* Quoted passage *
────────

Regarding claim 5, Simons as modified by Wang and Kamath teaches/suggests: The computer-implemented method of claim 1, wherein the one or more structural elements include one or more of objects, lines, surfaces, or backgrounds, and the one or more stylistic elements include one or more of patterns, colors, textures, or lighting characteristics (Simons [0046] “the computer graphics system 102 uses various algorithms to generate stylized animations that preserve the identity of an object or character in the target image (e.g., preserves the identity of the first person in the target image) and the visual richness of the style exemplar image (e.g., by retaining the local textural details of the style exemplar image)”).
Regarding claim 6, Simons as modified by Wang and Kamath teaches/suggests: The computer-implemented method of claim 1, wherein generating the style transfer result comprises:
computing the one or more losses based on a set of distances associated with visual features included in the sets of matches determined for the set of content samples (Simons [0023] “generating or synthesizing stylized images (e.g., frames) or animations (e.g., videos)” [0060] “the computer graphics system 102 identifies one or more of the high-priority regions or features of the target image and one or more corresponding high-priority regions or features of the style exemplar image” Kamath [0154] “The feature reconstruction loss is the (squared, normalized) Euclidean distance between feature representations”); and
iteratively modifying the representation of the 3D scene based on the one or more losses (Wang [0246] “Neural Radiance Fields (NeRFs) are a specific neural representation that trains a neural network (e.g., a multilayer perceptron (MLP)) to represent the appearance of a 3D scene” [0211] “The output of the network is compared to the desired output using a loss function and an error value is calculated for each of the neurons in the output layer … The network can then learn from those errors using an algorithm, such as the stochastic gradient descent algorithm, to update the weights of the of the neural network” Kamath [0153]-[0154] “Two perceptual scalar loss functions are used in this process, to measure high-level semantic and perceptual differences between images … The feature reconstruction loss is the (squared, normalized) Euclidean distance between feature representations”).

────────

* Information shown *
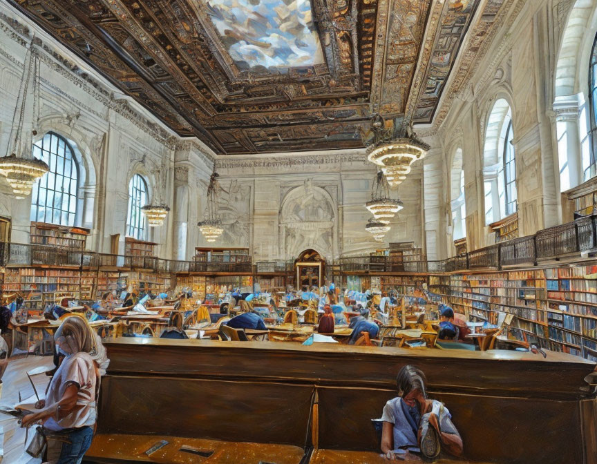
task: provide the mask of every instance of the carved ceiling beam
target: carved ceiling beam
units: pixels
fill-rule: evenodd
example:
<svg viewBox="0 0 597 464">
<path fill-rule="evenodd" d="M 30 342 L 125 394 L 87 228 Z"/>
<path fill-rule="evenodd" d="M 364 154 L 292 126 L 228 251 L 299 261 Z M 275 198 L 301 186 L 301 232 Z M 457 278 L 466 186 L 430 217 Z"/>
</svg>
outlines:
<svg viewBox="0 0 597 464">
<path fill-rule="evenodd" d="M 448 10 L 450 4 L 451 2 L 449 1 L 434 2 L 430 12 L 423 44 L 419 53 L 419 59 L 417 61 L 417 68 L 415 71 L 413 84 L 410 86 L 410 90 L 408 93 L 408 99 L 404 107 L 404 124 L 407 125 L 410 123 L 413 119 L 421 86 L 424 84 L 424 77 L 429 66 L 429 59 L 433 49 L 433 44 L 440 32 L 440 28 L 439 27 L 440 19 L 442 16 Z"/>
<path fill-rule="evenodd" d="M 77 1 L 77 0 L 71 0 Z M 176 82 L 184 89 L 193 102 L 198 105 L 205 115 L 213 116 L 216 114 L 214 107 L 209 104 L 201 93 L 197 89 L 196 85 L 191 82 L 180 68 L 174 63 L 170 57 L 162 49 L 162 46 L 145 30 L 144 27 L 139 23 L 131 13 L 129 8 L 120 0 L 102 0 L 102 3 L 108 8 L 113 14 L 118 18 L 120 24 L 129 32 L 133 37 L 142 44 L 143 48 L 149 53 L 151 57 L 165 70 L 170 72 L 171 75 L 176 79 Z M 146 12 L 147 10 L 146 10 Z M 154 18 L 154 21 L 155 21 Z M 156 21 L 156 24 L 159 21 Z M 160 28 L 160 31 L 163 30 Z M 120 44 L 124 48 L 124 44 Z M 177 50 L 178 52 L 178 50 Z M 196 114 L 197 111 L 196 110 Z"/>
<path fill-rule="evenodd" d="M 170 22 L 169 23 L 172 24 L 173 21 L 177 20 L 176 14 L 173 11 L 172 3 L 169 1 L 169 0 L 157 0 L 155 2 L 155 6 L 154 6 L 153 9 L 148 6 L 145 1 L 140 1 L 140 0 L 139 3 L 141 5 L 143 5 L 146 11 L 151 15 L 152 19 L 155 24 L 159 26 L 160 30 L 176 46 L 176 50 L 180 54 L 181 57 L 184 58 L 185 64 L 193 69 L 195 73 L 203 82 L 203 84 L 209 89 L 210 92 L 213 94 L 214 97 L 220 103 L 223 103 L 224 99 L 229 93 L 229 90 L 226 88 L 224 80 L 222 79 L 222 75 L 219 72 L 206 72 L 205 67 L 202 68 L 198 66 L 199 62 L 196 58 L 191 57 L 187 52 L 184 44 L 181 41 L 180 39 L 179 39 L 176 34 L 173 33 L 169 28 L 164 27 L 166 26 L 164 21 L 169 21 Z M 194 6 L 196 3 L 193 3 L 191 4 Z M 156 6 L 161 9 L 164 13 L 160 17 L 155 15 L 155 12 L 154 11 Z M 184 8 L 184 6 L 180 6 L 180 7 L 181 9 L 184 10 L 185 14 L 189 15 L 189 20 L 192 19 L 191 17 L 191 14 L 196 14 L 196 11 L 193 7 L 189 7 L 188 10 L 187 8 Z M 165 18 L 162 17 L 165 17 Z M 201 35 L 201 32 L 197 28 L 196 25 L 192 24 L 190 27 L 193 28 L 191 34 L 194 33 L 198 35 Z M 185 33 L 187 33 L 187 31 L 185 31 Z M 202 50 L 201 50 L 201 52 L 202 58 L 205 60 L 208 60 L 209 57 L 206 57 L 205 53 L 202 53 Z M 212 71 L 215 70 L 210 69 L 209 70 Z"/>
</svg>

────────

* What you need to do *
a) In the claim analysis, which stylistic elements does claim 5 list?
b) Shorten the paragraph of the claim analysis that begins "Regarding claim 5," and keep its main facts.
c) Carry on the claim analysis from the point where it stops.

* Answers below *
a) Patterns, colors, textures, or lighting characteristics.

b) For claim 5, Simons as modified by Wang and Kamath teaches or suggests the method of claim 1. In that method, the structural elements include objects, lines, surfaces, or backgrounds. The stylistic elements include patterns, colors, textures, or lighting characteristics. The support cited is Simons [0046]. It describes the computer graphics system 102 generating stylized animations that keep the identity of an object or character in the target image. The same animations keep the visual richness of the style exemplar image, such as its local textural details.

c)
The same rationale to combine as set forth in the rejection of claim 1 above is incorporated herein.
Regarding claim 7, Simons as modified by Wang and Kamath teaches/suggests: The computer-implemented method of claim 1, wherein determining the set of matches comprises:
determining a set of two-dimensional (2D) masks associated with the set of content samples and an additional 2D mask associated with the style sample (Simons [0023]-[0024] “generating or synthesizing stylized images (e.g., frames) or animations (e.g., videos) … the computer graphics device generates the segmentation guide for both the style exemplar image and the target image by creating a mask or soft mask of one or more features of the target image and the style exemplar image”); and
determining the sets of matches between (i) a subset of the additional set of semantic features and the additional set of visual features associated with the set of 2D masks and (ii) a subset of the first set of semantic features and the first set of visual features associated with the [additional] 2D mask (Simons [0041] “the computer graphics application 140 identifies or detects one or more of the regions or features of the style exemplar image and target image using the segmentation guide” [0024] “the computer graphics device generates the segmentation guide for both the style exemplar image and the target image by creating a mask or soft mask of one or more features of the target image and the style exemplar image”).
The same rationale to combine as set forth in the rejection of claim 1 above is incorporated herein.
Regarding claim 9, Simons as modified by Wang and Kamath teaches/suggests: The computer-implemented method of claim 1, wherein each content sample included in the set of content samples includes a two-dimensional (2D) rendering of the 3D scene (Simons [0023] “generating or synthesizing stylized images (e.g., frames) or animations (e.g., videos)” Wang [0002] “This neural representation is trained to encode structural and color information that can be used to render a 2D image of the scene from novel viewpoints”). The same rationale to combine as set forth in the rejection of claim 1 above is incorporated herein.
Regarding claim 10, Simons as modified by Wang and Kamath teaches/suggests: The computer-implemented method of claim 1, wherein the representation of the 3D scene comprises a neural radiance field (NeRF) (Wang [0246] “Neural Radiance Fields (NeRFs) are a specific neural representation that trains a neural network (e.g., a multilayer perceptron (MLP)) to represent the appearance of a 3D scene”). The same rationale to combine as set forth in the rejection of claim 1 above is incorporated herein.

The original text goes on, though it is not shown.